▶ **Problem requirements**
Duplicate the part of the listing that opens with the line containing "The locate routine indicates the gravel" and closes with the line containing "x=997 y=392", keeping both of those lines and everything between them unchanged.

▶ **Listed entries**
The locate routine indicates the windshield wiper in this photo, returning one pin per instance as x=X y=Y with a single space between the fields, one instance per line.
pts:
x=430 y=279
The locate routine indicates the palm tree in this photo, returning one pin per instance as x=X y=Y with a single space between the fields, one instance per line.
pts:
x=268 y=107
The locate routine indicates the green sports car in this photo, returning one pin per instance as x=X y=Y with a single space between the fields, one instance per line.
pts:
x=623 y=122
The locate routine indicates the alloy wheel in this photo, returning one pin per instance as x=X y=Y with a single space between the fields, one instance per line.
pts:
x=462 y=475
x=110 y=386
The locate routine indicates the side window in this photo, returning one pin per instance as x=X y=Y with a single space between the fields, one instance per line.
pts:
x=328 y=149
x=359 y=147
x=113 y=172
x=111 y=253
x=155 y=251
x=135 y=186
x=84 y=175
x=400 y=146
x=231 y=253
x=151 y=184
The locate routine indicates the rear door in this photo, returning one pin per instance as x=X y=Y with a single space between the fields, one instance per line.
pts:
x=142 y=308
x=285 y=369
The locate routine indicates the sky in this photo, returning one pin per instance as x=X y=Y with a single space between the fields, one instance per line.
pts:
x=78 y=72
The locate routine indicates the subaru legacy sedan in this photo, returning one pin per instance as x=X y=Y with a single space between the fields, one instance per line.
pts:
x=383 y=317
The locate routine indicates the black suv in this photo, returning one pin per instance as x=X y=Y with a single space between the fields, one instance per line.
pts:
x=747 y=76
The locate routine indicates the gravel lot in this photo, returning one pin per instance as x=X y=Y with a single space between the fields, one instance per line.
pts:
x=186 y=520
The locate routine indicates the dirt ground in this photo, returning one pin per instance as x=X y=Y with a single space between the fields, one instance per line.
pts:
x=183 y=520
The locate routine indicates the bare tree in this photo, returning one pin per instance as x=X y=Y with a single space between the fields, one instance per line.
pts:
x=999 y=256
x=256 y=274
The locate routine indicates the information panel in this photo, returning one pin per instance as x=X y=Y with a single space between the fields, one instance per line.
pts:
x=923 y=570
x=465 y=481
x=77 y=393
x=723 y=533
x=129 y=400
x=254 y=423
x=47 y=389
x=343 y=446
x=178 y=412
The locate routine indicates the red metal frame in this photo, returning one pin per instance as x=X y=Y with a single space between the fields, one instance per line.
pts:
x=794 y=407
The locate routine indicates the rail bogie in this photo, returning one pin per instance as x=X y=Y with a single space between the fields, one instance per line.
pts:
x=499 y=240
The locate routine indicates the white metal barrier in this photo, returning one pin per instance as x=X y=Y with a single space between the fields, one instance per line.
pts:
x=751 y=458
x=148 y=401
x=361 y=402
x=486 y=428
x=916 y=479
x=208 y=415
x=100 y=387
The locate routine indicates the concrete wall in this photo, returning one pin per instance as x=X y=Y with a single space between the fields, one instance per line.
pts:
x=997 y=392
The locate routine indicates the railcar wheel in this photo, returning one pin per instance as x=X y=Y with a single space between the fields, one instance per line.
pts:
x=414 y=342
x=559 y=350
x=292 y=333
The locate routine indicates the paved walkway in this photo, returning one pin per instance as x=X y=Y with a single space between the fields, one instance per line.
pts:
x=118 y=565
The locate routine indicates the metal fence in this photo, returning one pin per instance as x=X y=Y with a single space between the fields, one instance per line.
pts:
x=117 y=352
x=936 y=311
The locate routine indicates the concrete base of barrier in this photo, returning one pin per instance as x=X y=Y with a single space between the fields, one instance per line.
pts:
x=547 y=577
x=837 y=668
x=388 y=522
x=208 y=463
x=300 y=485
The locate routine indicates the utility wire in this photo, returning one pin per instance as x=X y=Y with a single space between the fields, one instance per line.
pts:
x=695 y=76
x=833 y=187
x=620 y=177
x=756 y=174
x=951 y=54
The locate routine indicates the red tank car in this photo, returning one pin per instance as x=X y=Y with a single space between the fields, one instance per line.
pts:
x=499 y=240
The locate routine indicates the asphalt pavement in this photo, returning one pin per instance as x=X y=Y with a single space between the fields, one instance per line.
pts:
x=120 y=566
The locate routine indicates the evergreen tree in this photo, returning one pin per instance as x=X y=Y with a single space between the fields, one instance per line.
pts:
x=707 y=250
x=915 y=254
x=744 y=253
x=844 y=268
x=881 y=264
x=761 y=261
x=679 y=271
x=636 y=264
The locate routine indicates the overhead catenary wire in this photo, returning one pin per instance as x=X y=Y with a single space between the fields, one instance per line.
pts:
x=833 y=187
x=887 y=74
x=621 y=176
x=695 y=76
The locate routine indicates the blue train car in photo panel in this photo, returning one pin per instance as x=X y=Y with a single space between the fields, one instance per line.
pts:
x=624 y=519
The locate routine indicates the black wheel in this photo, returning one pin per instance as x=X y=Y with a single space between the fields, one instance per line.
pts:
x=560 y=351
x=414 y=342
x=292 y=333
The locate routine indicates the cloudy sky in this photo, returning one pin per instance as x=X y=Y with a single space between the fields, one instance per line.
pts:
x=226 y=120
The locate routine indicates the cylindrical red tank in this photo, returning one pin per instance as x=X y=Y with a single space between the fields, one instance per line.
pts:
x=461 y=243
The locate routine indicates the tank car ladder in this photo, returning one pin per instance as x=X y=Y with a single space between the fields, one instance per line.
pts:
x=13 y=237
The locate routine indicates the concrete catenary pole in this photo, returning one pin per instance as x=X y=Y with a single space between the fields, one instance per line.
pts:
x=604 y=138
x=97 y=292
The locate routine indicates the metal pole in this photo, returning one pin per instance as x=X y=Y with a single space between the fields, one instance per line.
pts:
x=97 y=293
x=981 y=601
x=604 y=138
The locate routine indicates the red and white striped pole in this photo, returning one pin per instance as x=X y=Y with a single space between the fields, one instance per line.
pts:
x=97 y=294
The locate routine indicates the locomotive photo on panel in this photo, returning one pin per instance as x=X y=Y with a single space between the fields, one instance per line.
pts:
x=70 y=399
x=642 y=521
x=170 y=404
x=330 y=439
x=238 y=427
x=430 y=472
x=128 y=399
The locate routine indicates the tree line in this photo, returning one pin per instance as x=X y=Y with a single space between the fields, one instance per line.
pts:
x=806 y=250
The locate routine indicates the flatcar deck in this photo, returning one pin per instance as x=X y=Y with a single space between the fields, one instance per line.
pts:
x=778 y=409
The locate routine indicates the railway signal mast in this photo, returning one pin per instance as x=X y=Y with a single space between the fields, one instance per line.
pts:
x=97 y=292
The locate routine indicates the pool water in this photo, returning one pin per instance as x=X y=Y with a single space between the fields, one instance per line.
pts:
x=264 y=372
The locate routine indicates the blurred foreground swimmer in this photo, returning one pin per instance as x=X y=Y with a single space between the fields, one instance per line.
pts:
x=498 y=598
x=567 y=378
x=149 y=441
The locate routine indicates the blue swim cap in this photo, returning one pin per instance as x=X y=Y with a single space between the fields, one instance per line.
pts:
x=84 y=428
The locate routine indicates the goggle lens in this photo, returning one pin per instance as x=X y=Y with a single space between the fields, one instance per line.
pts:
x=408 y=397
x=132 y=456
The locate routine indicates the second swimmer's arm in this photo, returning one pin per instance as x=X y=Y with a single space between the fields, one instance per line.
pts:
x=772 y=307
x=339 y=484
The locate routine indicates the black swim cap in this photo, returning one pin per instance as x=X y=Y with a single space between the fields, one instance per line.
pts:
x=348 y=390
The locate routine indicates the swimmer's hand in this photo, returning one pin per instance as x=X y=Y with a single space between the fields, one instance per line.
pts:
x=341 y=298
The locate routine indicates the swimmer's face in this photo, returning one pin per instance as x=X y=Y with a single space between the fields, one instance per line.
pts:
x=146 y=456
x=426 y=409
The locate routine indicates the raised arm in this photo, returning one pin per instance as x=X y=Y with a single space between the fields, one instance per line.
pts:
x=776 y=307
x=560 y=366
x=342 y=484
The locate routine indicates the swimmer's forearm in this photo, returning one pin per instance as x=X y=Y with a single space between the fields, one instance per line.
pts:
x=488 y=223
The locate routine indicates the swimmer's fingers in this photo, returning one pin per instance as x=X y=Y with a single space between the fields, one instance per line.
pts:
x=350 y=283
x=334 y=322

▶ **Expected answer**
The locate routine indicates the gravel lot in this photo, returning one pin per instance as x=X y=Y with a single space between the fields, one instance per line.
pts:
x=186 y=520
The locate routine indicates the dirt ground in this photo, returning one pin per instance as x=X y=Y with a single space between the fields, one instance per line.
pts:
x=183 y=520
The locate routine indicates the bare tree in this photo, returning one pin per instance as x=X y=Y with a single space between the fields, one instance per line.
pts:
x=999 y=256
x=256 y=274
The locate routine indicates the information panel in this photo, returning one pin per instance as x=X y=Y with a single space between the fields, one instance per line.
pts:
x=923 y=570
x=465 y=481
x=77 y=393
x=723 y=533
x=129 y=400
x=254 y=423
x=47 y=389
x=343 y=446
x=178 y=412
The locate routine indicates the red metal frame in this photo, returning one pin per instance as x=X y=Y with a single space between the fields, one instance per line.
pts:
x=794 y=407
The locate routine indicates the rail bogie in this photo, returning one pin per instance as x=X y=Y with a single space between the fields, one instance per line.
pts:
x=499 y=240
The locate routine indicates the white metal barrier in this photo, returning one pin per instance as x=X y=Y with a single space between the fields, one instance per line.
pts:
x=751 y=458
x=148 y=401
x=361 y=402
x=486 y=428
x=916 y=479
x=208 y=415
x=100 y=387
The locate routine indicates the concrete wall in this photo, returning one pin per instance as x=X y=Y with a single space between the fields, one instance per line.
pts:
x=997 y=392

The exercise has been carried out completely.